▶ [GOAL OF THE EXERCISE]
All the lines below need retyping exactly, apart from the images.

▶ [EXTRACTED INFORMATION]
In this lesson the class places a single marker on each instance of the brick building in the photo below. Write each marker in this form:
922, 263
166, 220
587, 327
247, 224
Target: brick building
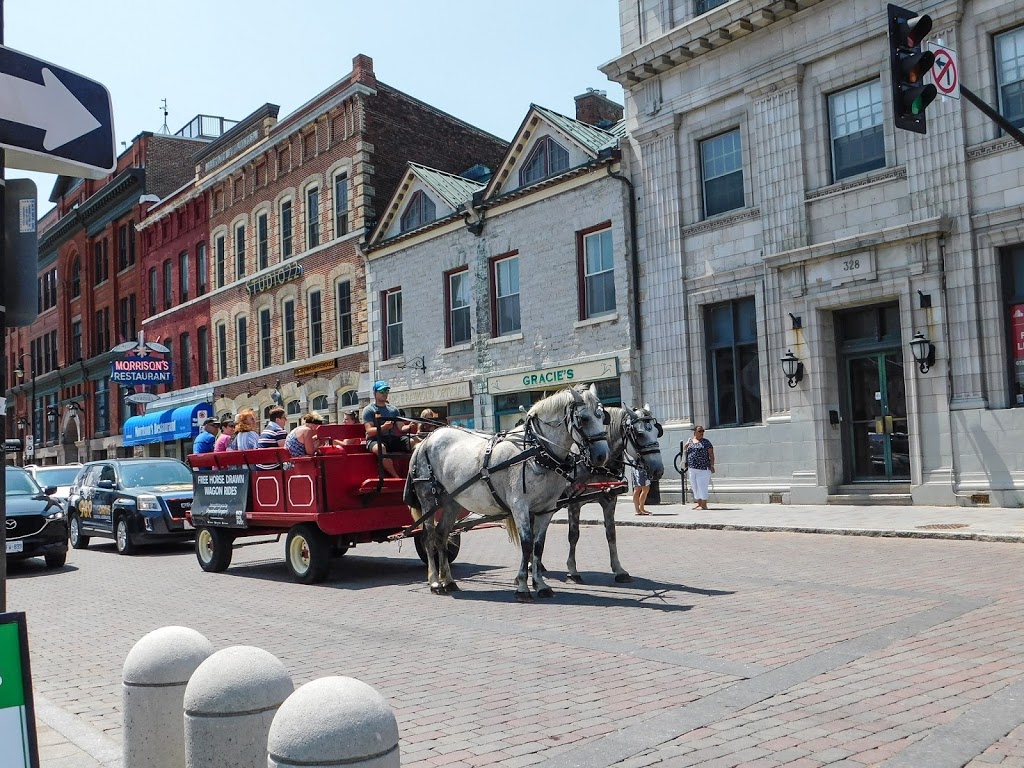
90, 299
783, 212
289, 204
489, 290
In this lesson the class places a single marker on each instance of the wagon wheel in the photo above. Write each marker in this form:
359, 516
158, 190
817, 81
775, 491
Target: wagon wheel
307, 553
213, 549
455, 544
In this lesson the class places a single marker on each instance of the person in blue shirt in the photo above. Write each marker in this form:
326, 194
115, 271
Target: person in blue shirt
207, 438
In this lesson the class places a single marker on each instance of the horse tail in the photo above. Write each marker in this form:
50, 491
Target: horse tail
409, 495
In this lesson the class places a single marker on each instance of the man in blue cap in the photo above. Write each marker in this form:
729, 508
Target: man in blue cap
384, 428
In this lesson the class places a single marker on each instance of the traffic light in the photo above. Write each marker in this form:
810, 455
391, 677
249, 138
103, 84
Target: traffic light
908, 66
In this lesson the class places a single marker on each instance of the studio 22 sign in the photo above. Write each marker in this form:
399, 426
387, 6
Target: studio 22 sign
134, 369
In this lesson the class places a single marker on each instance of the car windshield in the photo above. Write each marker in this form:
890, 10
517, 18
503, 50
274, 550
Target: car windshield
155, 473
19, 482
56, 476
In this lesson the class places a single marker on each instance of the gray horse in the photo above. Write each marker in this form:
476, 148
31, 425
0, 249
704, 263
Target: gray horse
633, 435
518, 475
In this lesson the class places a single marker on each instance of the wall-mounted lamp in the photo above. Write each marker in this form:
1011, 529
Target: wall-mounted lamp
924, 351
420, 364
793, 368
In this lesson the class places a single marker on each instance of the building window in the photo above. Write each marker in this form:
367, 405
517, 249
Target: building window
1010, 75
262, 245
286, 228
265, 352
340, 205
222, 350
505, 289
76, 340
457, 294
315, 323
168, 288
240, 251
597, 273
722, 171
288, 310
219, 258
546, 159
202, 267
312, 217
1013, 287
242, 341
344, 314
154, 290
183, 275
391, 303
733, 374
203, 341
857, 136
184, 363
420, 211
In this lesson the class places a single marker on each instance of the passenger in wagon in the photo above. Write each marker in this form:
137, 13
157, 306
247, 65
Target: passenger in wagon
381, 421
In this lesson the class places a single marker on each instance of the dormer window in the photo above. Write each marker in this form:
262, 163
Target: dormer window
547, 159
420, 211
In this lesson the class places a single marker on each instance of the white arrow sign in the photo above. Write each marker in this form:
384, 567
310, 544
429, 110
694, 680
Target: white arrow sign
50, 107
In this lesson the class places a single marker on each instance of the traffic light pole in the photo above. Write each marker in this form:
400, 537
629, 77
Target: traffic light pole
989, 113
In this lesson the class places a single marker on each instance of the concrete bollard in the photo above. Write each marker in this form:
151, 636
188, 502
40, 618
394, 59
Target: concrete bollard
333, 722
228, 707
154, 679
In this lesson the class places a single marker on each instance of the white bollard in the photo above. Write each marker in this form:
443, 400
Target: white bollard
334, 722
229, 705
154, 679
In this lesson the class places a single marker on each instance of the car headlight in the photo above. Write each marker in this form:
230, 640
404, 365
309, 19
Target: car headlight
148, 503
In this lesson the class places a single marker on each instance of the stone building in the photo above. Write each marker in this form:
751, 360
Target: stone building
289, 203
90, 287
782, 212
488, 290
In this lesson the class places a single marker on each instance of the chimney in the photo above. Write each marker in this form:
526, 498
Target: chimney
594, 108
363, 70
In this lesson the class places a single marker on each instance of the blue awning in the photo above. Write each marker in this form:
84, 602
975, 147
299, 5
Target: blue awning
163, 426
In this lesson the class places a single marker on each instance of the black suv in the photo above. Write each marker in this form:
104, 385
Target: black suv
131, 501
36, 522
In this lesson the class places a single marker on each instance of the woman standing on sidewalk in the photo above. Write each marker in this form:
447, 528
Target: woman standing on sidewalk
700, 461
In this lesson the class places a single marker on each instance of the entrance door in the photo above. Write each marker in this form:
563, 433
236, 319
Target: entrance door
878, 436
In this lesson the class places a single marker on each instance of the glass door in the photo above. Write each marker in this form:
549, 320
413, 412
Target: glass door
878, 436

▶ [WRITTEN RESPONSE]
In this lesson the class places a single marker on each instance of the brick building in the photo below. Write each marker in this form:
922, 263
166, 220
587, 327
247, 224
Target: brick building
90, 299
783, 212
289, 204
489, 290
In this lesson the class places a single marker on each instance of the wagon wheel in the photo above. Write each marker in this form:
359, 516
158, 190
817, 81
775, 491
Target: wagon wheel
307, 553
213, 549
455, 544
In this lesson the class places a single marker on each instance of the person in blue shirt in the photo above. Write each marker in this form:
326, 194
115, 271
Target: person in blue shirt
207, 438
In this lesson the class places a single marker on each instance of the horse tail in the photo above. Write each marker in this form:
50, 491
Target: horse tail
409, 495
In this lesson the class places a single marker on each instance of the man in blue cap in the photo above. Write each marker in this form:
729, 508
Target: man in blue cap
384, 428
In this lesson the class places a single marker on each instance of the traffic light in the photo above. Write each marker in this form:
810, 455
391, 677
249, 138
103, 84
Target: traffic light
908, 66
In this lesson the class places a single marker on each instance of the studio 22 sign in the photo above. Write each marker in this form:
399, 426
387, 6
Target: studio 22 sign
134, 369
In this lesson the class places a single marker on each instance of the car windshield in the photo above. Write each marker in this form:
890, 10
517, 18
503, 50
274, 550
Target: car windshield
155, 473
19, 482
56, 476
In this lesson the class places a single marker on each instance of the gray horse in the photo above. Write each marker in this form:
476, 148
31, 425
0, 249
704, 263
Target: gray horse
633, 435
518, 475
In this lesson the class places a single marker on each instance of the wall-mounted lamp in the photo above. Write each marker in this form:
1011, 529
Target: wall-mounted lamp
924, 351
420, 364
793, 368
In this lesson the class places a single marker on each instance of the building window in the photo above. Write each marker in this form:
367, 405
517, 249
Target: building window
1010, 75
262, 245
286, 228
265, 352
340, 205
222, 350
505, 289
76, 340
457, 294
315, 323
168, 288
240, 251
597, 273
722, 171
288, 310
219, 258
546, 159
202, 267
312, 217
1013, 287
242, 341
344, 314
154, 290
183, 275
391, 303
733, 374
203, 341
857, 136
184, 363
420, 211
In this lesson the class places a single marker on each instance of the passenger in wagon in the photo above. Write each marker in this form:
137, 13
157, 306
247, 65
Target: passenger in wagon
381, 421
In this lesson the class places a single marker on each instance of the dormer window in the photo above. Write each marker in this form:
262, 163
Target: dormer window
547, 159
420, 211
In this lesson the class places a single marker on each instance of the white arrow sign in the photo above. Write each marker in this form:
384, 567
310, 544
429, 110
694, 680
Target: white arrow sign
50, 107
In this lesson the class places a single marker on each instance of the traffic light pole in the photo above. Write each marker in this form:
400, 537
629, 77
Target: traffic light pole
989, 113
In this lesson the class places a single marker on each instance of the concrete bollard in the photo above. Write each marker in this form:
151, 636
188, 502
40, 618
394, 59
Target: concrete bollard
333, 722
228, 707
154, 679
In this lesson the class places a single marker on each instance of the white bollard in the photo above. Write each marker in this form:
443, 400
Target: white bollard
334, 722
229, 705
154, 679
In this lesson the class places a single marker on each instance of the car headlight in the photo above. Write each marker in this form:
230, 640
404, 365
309, 19
Target: car headlight
148, 503
In this lesson the class places a single marker on each instance of the stone building in the photo above. Write each marker in this form:
751, 360
Target: stone building
289, 203
90, 287
782, 212
488, 290
In this lesson the class places a single marker on each instance of the chimney in the photo above. Write each marker in this form:
526, 498
Target: chimney
594, 108
363, 70
In this lesson the class places a single marker on each instance of the blue awning in the photo above. Write each marker in this form:
84, 602
975, 147
299, 5
Target: blue awning
163, 426
In this lesson the class places a single marker on each instance of the black suv in the photo above. Write each marker in this form:
104, 385
Target: black suv
131, 501
36, 522
In this lesson the class places a single marker on each instance of the woman standing on sidewalk in the photo above. Write each marker in this form:
447, 528
Target: woman standing on sidewalk
700, 461
In this lesson the class places a single marker on each instance of the entrance door in the photo above. Write each marker in this form:
563, 433
236, 319
Target: entrance door
878, 436
In this lesson the class places a single marker on each instance of the glass door in the photo above. Write each marker in this form:
549, 320
413, 412
Target: glass door
878, 436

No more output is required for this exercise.